§ **Task to carry out**
From the line containing "Hi there — could you locate the shrub" to the very last line of the data below, transcribe everything exactly and nothing more.

§ **Listed entries**
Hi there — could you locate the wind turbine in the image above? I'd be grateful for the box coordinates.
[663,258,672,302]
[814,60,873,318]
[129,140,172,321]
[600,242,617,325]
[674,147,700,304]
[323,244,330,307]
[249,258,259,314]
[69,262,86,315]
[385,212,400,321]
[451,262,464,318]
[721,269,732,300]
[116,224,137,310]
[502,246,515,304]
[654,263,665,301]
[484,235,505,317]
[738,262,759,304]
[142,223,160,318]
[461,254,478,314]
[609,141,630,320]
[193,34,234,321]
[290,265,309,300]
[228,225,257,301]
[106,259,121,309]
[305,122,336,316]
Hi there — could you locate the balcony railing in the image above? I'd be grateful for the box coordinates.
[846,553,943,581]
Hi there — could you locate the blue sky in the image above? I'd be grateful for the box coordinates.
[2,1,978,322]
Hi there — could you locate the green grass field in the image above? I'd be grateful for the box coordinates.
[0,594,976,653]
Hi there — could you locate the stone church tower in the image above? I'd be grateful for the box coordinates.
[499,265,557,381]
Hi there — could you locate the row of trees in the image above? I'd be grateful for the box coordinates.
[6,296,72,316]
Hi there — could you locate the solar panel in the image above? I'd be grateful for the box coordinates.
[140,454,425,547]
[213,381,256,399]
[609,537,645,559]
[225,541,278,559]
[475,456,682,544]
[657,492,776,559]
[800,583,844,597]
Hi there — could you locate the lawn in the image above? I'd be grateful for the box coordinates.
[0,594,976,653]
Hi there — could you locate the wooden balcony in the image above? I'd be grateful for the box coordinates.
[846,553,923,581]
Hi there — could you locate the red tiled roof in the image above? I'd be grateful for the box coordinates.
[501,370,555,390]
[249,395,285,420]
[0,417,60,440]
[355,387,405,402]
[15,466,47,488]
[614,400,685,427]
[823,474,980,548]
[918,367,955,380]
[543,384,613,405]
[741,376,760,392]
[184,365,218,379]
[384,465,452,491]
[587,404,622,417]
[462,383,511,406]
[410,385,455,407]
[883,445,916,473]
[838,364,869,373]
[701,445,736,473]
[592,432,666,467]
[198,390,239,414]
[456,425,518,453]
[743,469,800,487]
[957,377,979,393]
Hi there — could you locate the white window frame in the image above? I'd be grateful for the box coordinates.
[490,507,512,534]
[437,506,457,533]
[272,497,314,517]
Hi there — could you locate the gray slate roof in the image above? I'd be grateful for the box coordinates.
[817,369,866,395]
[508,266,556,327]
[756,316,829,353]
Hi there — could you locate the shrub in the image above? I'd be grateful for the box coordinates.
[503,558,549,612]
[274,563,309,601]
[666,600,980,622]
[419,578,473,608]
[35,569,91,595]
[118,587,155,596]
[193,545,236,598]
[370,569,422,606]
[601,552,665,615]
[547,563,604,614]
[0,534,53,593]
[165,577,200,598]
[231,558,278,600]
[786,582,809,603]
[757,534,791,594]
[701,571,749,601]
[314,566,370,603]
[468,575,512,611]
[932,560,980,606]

§ **Output below**
Hi there — could you locate the shrub in the image above? I'd be grateful for the box coordinates.
[503,558,549,612]
[274,563,309,601]
[666,600,980,622]
[419,578,473,608]
[35,569,91,595]
[118,587,155,596]
[193,545,236,598]
[370,569,422,606]
[601,552,665,615]
[547,563,604,614]
[0,534,53,593]
[165,577,200,598]
[231,558,278,600]
[786,582,809,603]
[757,534,791,594]
[701,571,749,601]
[314,566,370,603]
[468,575,512,611]
[932,560,980,606]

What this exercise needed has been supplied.